» **GOAL OF THE EXERCISE**: Swap "orange shirt" for "gray jacket" in the data between the lines holding "Please trace the outline of every instance of the worker" and "142 78 L 145", inclusive, and give back only those lines with nothing else changed.

Labeling and segmentation records
** Begin **
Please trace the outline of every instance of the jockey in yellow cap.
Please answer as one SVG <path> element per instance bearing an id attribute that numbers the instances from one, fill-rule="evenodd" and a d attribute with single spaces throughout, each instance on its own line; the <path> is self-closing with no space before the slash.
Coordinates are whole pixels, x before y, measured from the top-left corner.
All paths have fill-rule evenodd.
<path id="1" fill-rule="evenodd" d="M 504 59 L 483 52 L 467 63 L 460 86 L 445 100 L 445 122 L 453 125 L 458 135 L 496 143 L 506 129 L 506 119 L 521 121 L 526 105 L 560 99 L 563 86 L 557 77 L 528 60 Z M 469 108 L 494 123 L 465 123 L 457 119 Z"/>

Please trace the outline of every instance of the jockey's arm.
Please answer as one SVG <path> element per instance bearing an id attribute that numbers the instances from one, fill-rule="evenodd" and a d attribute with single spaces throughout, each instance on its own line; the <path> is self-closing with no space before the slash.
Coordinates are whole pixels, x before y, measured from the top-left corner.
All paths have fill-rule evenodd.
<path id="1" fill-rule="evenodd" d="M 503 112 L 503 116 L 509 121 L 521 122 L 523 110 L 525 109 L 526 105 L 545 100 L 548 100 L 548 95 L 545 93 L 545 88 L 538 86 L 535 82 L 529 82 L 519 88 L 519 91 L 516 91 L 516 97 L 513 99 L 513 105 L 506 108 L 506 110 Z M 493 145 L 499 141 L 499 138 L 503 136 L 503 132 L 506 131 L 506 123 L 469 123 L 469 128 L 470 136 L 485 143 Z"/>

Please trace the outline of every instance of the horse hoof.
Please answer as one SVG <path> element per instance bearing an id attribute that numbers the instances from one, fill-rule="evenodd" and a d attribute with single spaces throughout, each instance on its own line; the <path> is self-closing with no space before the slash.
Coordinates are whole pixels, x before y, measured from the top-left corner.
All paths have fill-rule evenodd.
** End **
** Begin **
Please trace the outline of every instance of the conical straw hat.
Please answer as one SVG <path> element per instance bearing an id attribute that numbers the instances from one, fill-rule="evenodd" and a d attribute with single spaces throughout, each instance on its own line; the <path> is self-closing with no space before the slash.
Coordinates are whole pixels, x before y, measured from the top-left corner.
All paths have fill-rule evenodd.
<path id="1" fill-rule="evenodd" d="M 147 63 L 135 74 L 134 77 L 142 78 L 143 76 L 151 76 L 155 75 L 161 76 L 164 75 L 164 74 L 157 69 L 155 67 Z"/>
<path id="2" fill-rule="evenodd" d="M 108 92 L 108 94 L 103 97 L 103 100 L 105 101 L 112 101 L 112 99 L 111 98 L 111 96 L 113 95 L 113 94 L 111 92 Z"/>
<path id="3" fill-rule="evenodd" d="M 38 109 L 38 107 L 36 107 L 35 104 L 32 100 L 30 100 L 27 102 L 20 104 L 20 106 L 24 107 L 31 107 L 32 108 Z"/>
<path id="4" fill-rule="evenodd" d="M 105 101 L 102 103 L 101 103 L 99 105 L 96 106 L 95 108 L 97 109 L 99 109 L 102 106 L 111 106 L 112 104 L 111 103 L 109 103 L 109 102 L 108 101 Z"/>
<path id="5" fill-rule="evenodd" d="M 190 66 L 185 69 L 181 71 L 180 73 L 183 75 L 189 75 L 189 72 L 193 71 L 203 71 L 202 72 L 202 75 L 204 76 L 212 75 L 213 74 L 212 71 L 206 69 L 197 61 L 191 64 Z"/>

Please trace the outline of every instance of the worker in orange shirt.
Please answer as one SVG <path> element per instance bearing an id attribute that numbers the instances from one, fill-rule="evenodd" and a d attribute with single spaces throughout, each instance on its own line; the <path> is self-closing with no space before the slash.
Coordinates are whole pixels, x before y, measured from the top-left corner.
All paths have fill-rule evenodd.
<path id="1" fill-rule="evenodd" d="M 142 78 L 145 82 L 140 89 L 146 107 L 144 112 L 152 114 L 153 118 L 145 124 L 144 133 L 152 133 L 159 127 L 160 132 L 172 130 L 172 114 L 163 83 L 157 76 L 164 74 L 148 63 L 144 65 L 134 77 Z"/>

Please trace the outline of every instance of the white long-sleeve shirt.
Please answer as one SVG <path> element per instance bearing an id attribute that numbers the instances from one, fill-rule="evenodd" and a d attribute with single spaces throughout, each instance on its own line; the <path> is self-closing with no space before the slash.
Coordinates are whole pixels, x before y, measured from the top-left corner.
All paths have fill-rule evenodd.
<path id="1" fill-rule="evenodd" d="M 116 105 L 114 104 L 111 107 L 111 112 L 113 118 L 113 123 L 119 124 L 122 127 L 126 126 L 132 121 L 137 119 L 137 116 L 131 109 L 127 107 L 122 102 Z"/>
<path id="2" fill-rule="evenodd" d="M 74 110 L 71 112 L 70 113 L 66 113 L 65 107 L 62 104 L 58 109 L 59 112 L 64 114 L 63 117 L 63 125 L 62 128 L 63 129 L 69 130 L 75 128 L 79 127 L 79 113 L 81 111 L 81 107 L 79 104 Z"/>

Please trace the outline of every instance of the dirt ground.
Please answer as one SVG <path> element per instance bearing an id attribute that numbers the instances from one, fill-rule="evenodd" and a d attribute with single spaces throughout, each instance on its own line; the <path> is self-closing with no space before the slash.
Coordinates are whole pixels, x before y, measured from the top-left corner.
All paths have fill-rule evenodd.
** End **
» **FINISHED ANSWER**:
Please trace the outline of every instance of the worker in gray jacket.
Please answer as one SVG <path> element per instance bearing an id attribute that numbers the instances from one, fill-rule="evenodd" and a d attribute with single spaces throughout, each instance on its own line; the <path> is self-closing with no space before the slash.
Coordinates are whole pixels, x before y, measured from the top-left corner.
All paths have fill-rule evenodd.
<path id="1" fill-rule="evenodd" d="M 142 78 L 145 82 L 140 89 L 146 107 L 144 112 L 152 114 L 153 118 L 145 124 L 144 133 L 152 133 L 159 127 L 160 132 L 172 130 L 172 114 L 163 83 L 157 76 L 164 74 L 148 63 L 144 65 L 134 77 Z"/>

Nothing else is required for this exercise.